# Work to be completed
Read through the listing below and return only the lines containing "door".

# Data shown
'''

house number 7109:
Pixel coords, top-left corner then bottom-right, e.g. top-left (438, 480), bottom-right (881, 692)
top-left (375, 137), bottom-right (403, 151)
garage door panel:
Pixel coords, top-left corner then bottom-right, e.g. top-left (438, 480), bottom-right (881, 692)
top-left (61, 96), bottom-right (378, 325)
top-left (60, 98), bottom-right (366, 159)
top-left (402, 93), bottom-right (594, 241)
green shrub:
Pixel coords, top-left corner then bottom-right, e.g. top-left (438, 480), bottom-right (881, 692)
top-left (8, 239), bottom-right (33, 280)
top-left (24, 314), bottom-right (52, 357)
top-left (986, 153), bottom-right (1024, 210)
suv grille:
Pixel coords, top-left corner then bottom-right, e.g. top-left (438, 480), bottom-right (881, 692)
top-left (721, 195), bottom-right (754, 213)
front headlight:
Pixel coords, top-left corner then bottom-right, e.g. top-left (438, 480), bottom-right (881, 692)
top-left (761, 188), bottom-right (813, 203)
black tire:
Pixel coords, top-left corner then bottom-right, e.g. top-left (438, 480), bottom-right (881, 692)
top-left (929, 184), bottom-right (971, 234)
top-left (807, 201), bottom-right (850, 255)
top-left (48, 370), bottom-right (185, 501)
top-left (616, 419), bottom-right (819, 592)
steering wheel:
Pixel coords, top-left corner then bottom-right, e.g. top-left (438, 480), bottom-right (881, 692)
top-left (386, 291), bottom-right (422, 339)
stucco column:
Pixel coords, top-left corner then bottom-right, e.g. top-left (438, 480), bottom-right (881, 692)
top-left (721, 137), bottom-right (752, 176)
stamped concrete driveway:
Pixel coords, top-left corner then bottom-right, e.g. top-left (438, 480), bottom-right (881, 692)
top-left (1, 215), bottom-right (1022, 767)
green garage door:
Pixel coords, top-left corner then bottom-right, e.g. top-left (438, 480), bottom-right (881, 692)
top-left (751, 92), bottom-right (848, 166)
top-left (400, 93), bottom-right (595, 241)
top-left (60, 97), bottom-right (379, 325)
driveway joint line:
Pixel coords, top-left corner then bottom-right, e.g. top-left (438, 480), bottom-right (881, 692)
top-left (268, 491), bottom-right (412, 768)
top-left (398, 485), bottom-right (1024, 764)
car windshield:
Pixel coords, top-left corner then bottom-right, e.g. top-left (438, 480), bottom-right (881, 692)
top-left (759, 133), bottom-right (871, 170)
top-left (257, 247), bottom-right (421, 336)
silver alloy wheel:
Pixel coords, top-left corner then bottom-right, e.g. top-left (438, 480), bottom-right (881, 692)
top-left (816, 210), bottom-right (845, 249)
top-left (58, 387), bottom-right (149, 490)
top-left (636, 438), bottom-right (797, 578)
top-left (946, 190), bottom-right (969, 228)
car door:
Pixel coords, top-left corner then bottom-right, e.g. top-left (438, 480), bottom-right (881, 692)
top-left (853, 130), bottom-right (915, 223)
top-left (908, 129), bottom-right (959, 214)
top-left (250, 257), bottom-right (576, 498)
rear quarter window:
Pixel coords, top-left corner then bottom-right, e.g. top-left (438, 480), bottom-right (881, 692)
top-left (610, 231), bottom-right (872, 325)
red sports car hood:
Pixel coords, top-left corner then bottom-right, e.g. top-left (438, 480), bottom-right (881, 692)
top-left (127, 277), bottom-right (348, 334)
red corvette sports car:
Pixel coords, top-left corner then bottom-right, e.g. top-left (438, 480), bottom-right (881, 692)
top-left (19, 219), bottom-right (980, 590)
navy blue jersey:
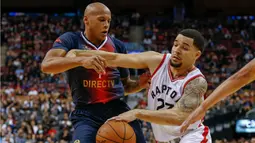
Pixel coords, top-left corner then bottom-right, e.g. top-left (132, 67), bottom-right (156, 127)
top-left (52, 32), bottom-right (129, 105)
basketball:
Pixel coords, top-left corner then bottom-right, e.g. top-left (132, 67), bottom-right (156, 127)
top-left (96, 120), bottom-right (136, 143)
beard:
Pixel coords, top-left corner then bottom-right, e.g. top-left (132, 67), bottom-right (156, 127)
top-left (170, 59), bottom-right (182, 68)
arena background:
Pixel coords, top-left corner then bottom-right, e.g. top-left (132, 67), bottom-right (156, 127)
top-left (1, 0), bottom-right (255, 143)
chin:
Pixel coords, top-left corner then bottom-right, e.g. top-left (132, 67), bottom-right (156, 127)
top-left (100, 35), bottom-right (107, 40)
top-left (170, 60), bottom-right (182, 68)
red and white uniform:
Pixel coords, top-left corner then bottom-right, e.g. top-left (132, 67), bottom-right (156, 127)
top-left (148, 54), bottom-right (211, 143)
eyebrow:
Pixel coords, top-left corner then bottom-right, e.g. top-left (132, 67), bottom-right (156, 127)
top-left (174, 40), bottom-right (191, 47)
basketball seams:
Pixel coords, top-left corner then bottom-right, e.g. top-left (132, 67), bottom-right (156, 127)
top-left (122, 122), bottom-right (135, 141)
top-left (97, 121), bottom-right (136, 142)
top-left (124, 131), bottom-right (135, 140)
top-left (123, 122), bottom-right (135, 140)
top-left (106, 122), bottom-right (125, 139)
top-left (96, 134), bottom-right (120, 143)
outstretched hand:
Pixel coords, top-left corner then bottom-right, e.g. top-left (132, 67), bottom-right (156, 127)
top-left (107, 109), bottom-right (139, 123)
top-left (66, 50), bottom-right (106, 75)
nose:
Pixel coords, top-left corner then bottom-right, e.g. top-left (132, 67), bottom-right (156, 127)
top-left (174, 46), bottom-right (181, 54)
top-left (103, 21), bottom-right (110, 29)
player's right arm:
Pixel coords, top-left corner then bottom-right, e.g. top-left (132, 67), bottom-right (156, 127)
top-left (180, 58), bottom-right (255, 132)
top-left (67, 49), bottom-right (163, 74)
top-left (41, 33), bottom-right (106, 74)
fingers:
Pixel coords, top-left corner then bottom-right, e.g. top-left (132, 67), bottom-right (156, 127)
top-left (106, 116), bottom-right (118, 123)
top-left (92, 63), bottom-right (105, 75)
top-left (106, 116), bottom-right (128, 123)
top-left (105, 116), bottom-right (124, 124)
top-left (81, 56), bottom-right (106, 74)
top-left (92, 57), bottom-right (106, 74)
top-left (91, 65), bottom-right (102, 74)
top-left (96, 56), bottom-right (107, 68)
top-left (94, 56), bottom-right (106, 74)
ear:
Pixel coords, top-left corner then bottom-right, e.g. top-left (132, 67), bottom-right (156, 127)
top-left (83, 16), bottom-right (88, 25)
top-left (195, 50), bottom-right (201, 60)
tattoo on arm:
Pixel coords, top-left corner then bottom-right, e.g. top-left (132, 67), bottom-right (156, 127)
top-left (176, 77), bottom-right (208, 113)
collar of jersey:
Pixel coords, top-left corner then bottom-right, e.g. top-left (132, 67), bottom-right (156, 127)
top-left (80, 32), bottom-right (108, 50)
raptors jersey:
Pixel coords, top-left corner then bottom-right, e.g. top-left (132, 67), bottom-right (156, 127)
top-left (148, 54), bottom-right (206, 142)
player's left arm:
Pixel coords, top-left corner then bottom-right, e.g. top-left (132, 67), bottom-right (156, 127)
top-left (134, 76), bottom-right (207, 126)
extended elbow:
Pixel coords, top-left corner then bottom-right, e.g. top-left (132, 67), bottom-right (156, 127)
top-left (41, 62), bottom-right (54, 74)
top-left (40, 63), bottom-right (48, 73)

'''

# Result of this task
garage door panel:
green garage door:
car door:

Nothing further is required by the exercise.